## Goal of the exercise
Please copy everything from the start of the rows down to the line containing "[[[112,135],[114,135],[117,125],[117,114],[115,113],[111,121]]]", reproducing each line precisely. Leave the pictures out of your answer.

[Shape labeling rows]
________________
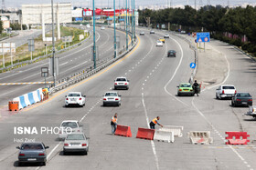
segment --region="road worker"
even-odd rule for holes
[[[158,125],[161,125],[161,127],[163,127],[163,125],[161,124],[158,123],[158,120],[160,120],[160,117],[157,116],[155,119],[153,119],[150,124],[149,126],[151,129],[155,129],[155,125],[157,124]]]
[[[112,135],[114,135],[117,125],[117,114],[115,113],[111,121]]]

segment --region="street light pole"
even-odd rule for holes
[[[55,60],[55,45],[54,45],[54,14],[53,14],[53,0],[51,0],[51,26],[52,26],[52,76],[53,76],[53,86],[56,85],[56,73],[54,70],[54,60]]]
[[[126,50],[128,50],[128,31],[127,31],[127,0],[126,0],[126,7],[125,7],[125,11],[126,11],[126,15],[125,15],[125,32],[126,32]]]
[[[96,68],[96,41],[95,41],[95,8],[94,8],[94,0],[92,0],[93,4],[93,62],[94,62],[94,69]]]
[[[114,58],[116,57],[116,35],[115,35],[115,0],[113,0],[113,49]]]

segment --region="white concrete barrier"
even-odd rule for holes
[[[190,131],[187,133],[187,137],[192,144],[212,144],[213,139],[210,137],[209,131]]]
[[[163,127],[158,126],[156,130],[165,131],[165,132],[172,132],[175,136],[182,137],[183,126],[177,125],[164,125]]]
[[[174,143],[175,142],[174,133],[171,131],[155,130],[154,135],[154,140]]]

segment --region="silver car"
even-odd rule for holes
[[[114,80],[114,89],[129,89],[129,80],[126,77],[117,77]]]
[[[35,143],[23,143],[21,146],[17,146],[18,153],[18,165],[22,165],[23,163],[41,163],[46,165],[47,152],[48,146],[41,142]]]
[[[121,95],[117,92],[106,92],[103,96],[103,106],[105,105],[121,105]]]
[[[68,134],[80,132],[82,132],[82,127],[79,124],[78,120],[64,120],[60,124],[59,138],[65,139]]]
[[[69,152],[82,152],[85,155],[89,151],[89,142],[84,134],[75,133],[67,135],[64,141],[63,155]]]
[[[65,106],[85,105],[86,95],[83,95],[80,92],[69,92],[65,97]]]

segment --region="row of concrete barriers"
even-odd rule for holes
[[[138,128],[136,138],[157,140],[168,143],[174,143],[175,137],[182,137],[183,126],[165,125],[155,129]],[[226,145],[247,145],[250,136],[247,132],[225,132]],[[116,135],[132,137],[130,126],[118,125]],[[209,145],[213,143],[213,138],[210,136],[209,131],[190,131],[187,133],[187,137],[191,144]]]
[[[38,88],[36,91],[15,97],[12,101],[9,101],[9,111],[18,111],[47,99],[48,99],[48,89]]]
________________
## Finished task
segment --region="road worker"
even-odd rule for holes
[[[158,125],[161,125],[161,127],[163,127],[163,125],[161,124],[158,123],[158,120],[160,120],[160,117],[157,116],[155,119],[153,119],[150,124],[149,126],[151,129],[155,129],[155,125],[157,124]]]
[[[112,135],[114,135],[117,125],[117,114],[115,113],[111,121]]]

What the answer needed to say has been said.